▶ _Dataset entries_
#####
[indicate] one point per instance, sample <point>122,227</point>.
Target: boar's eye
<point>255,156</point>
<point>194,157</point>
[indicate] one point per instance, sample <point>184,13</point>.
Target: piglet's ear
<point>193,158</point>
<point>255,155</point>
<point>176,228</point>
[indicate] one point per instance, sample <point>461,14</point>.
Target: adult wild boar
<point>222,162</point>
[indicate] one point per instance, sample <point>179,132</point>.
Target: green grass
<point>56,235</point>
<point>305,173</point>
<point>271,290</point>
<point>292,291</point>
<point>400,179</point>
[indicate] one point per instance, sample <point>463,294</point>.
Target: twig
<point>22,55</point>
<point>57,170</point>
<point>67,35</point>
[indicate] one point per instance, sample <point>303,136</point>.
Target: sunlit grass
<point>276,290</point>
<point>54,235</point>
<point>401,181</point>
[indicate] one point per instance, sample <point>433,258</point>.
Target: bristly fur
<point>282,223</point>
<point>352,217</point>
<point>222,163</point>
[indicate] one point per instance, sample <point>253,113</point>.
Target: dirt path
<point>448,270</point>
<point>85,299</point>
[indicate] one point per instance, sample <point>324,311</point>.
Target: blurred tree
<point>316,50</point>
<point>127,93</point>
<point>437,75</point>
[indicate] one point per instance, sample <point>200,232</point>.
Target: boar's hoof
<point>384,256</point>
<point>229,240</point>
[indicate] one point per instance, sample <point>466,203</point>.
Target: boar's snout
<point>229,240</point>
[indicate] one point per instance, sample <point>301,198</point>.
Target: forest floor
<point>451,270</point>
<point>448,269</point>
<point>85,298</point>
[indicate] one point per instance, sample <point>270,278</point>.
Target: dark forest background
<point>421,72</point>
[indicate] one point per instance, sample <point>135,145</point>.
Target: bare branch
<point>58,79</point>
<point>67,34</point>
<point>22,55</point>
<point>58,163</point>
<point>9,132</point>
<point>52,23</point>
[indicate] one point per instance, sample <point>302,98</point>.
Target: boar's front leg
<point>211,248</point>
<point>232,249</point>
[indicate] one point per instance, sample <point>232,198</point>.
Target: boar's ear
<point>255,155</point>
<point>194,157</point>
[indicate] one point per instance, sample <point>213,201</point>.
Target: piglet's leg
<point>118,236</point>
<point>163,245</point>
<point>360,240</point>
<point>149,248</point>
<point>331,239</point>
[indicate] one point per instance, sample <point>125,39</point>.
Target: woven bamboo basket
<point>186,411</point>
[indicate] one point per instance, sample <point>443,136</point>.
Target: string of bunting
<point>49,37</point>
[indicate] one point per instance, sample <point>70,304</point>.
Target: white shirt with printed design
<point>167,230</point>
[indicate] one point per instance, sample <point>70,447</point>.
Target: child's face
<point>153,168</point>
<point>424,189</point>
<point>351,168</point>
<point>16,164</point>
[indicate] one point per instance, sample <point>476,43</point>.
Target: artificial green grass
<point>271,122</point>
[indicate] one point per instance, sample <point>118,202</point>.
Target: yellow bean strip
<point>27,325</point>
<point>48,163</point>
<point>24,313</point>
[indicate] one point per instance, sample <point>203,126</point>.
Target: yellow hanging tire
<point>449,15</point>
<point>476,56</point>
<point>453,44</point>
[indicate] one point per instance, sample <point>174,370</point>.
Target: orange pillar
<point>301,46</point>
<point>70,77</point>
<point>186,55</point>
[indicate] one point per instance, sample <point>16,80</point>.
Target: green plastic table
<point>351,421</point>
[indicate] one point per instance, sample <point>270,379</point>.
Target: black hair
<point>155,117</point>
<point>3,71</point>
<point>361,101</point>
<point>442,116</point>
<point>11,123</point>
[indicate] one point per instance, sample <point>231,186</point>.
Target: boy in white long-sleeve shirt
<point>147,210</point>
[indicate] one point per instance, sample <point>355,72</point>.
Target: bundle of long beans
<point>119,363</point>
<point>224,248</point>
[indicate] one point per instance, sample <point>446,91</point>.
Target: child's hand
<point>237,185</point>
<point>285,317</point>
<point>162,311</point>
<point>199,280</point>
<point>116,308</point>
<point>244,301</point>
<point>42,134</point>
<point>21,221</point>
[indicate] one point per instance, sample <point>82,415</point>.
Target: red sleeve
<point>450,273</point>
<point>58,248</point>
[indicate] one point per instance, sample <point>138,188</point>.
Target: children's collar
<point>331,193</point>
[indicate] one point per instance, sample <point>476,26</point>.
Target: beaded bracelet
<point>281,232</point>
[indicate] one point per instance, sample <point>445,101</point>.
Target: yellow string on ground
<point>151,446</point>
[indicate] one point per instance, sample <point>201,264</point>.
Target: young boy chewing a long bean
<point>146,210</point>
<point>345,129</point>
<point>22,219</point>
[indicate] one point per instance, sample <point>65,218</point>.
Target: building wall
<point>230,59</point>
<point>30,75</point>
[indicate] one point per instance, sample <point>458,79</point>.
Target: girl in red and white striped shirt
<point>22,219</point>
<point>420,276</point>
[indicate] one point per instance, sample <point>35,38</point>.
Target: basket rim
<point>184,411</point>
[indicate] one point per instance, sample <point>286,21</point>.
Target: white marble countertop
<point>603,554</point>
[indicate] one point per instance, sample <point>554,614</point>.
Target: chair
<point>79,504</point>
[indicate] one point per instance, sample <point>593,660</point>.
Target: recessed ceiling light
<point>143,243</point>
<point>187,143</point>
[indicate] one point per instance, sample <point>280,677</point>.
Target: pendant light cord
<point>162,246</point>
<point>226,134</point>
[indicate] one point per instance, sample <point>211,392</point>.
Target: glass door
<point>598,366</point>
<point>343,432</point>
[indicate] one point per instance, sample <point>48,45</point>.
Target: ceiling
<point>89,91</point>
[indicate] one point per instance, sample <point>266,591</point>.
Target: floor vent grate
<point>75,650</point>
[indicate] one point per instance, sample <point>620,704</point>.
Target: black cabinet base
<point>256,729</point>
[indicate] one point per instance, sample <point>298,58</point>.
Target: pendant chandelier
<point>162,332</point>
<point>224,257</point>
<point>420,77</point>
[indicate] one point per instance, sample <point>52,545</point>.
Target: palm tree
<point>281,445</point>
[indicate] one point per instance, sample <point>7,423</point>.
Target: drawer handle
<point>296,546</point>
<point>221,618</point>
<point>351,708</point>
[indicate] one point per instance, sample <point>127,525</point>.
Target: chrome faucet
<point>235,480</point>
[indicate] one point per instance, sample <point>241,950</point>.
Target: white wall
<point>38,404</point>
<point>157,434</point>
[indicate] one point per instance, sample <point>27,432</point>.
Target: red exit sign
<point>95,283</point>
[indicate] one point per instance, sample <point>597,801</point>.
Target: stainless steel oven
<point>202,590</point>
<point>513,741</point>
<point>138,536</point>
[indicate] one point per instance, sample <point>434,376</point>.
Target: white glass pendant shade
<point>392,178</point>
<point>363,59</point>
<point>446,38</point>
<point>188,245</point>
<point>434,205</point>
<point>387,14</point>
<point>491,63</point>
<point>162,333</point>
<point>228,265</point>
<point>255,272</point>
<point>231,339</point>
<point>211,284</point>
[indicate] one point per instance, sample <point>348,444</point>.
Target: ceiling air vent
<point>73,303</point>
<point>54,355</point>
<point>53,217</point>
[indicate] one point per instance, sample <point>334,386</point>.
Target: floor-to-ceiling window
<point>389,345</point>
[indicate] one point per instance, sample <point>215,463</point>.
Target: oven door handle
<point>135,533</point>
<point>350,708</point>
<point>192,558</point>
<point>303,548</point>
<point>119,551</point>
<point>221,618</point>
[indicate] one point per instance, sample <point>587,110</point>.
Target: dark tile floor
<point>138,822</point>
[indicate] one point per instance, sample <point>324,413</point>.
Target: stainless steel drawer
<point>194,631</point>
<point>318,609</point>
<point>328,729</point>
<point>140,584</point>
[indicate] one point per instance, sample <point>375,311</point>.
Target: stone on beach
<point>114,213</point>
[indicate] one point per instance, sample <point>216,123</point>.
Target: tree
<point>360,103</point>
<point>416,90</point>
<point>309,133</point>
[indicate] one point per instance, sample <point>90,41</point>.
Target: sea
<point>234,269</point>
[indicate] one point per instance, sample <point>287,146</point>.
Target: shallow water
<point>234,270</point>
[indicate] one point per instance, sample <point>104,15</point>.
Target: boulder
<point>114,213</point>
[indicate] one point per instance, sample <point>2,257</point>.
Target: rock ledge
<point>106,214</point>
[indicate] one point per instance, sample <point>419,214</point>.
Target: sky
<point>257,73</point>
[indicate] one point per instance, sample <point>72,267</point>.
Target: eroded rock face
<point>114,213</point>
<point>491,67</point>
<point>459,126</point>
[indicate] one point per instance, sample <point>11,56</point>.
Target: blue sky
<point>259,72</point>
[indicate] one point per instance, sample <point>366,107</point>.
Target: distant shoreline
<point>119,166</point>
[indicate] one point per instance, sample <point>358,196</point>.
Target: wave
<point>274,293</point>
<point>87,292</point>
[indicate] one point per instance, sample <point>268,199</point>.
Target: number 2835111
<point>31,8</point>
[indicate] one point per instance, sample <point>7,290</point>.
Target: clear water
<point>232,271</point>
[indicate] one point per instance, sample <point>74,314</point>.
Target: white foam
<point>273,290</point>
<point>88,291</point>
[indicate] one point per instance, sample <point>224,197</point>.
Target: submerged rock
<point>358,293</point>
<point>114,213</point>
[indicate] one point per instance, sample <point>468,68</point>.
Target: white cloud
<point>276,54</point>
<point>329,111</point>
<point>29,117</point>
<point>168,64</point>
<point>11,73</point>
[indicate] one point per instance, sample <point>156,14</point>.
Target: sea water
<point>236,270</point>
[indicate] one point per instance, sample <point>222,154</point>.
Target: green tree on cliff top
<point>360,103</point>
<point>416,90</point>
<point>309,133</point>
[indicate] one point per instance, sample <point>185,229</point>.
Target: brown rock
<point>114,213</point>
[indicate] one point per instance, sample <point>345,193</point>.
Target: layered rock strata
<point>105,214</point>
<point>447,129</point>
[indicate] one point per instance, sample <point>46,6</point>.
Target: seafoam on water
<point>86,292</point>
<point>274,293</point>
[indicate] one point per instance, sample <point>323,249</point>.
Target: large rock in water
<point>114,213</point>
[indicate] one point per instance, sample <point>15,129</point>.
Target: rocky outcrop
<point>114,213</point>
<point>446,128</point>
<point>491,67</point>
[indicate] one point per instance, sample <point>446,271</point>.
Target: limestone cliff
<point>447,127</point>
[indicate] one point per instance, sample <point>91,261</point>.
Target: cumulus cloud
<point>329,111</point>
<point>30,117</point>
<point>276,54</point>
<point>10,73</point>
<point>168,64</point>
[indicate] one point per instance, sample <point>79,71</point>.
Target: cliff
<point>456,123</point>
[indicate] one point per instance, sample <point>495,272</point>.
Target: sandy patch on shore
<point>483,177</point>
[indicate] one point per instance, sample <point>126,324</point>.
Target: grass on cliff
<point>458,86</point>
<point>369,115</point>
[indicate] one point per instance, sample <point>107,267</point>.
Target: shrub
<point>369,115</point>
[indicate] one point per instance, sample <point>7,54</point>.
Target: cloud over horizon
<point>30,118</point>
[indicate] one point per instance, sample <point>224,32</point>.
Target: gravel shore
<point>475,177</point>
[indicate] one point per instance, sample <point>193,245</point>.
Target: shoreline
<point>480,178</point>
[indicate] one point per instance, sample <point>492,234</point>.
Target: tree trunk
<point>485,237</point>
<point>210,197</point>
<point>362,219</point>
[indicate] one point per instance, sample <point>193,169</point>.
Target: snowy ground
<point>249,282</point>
#####
▶ _Exercise_
Going back to the entries above, set down exactly the lines that begin at the one with "[indicate] one point per instance, sample <point>125,39</point>." and end at the one with "[indicate] one point per instance, sample <point>70,447</point>.", both included, and nothing else.

▶ _Exercise solution_
[indicate] one point per instance, sample <point>125,39</point>.
Target: woven bamboo basket
<point>186,411</point>
[indicate] one point per instance, sample <point>443,136</point>.
Target: string of bunting
<point>49,37</point>
[indicate] one point per instance, sample <point>70,304</point>.
Target: white shirt with printed design
<point>167,230</point>
[indicate] one point per instance, sample <point>70,447</point>.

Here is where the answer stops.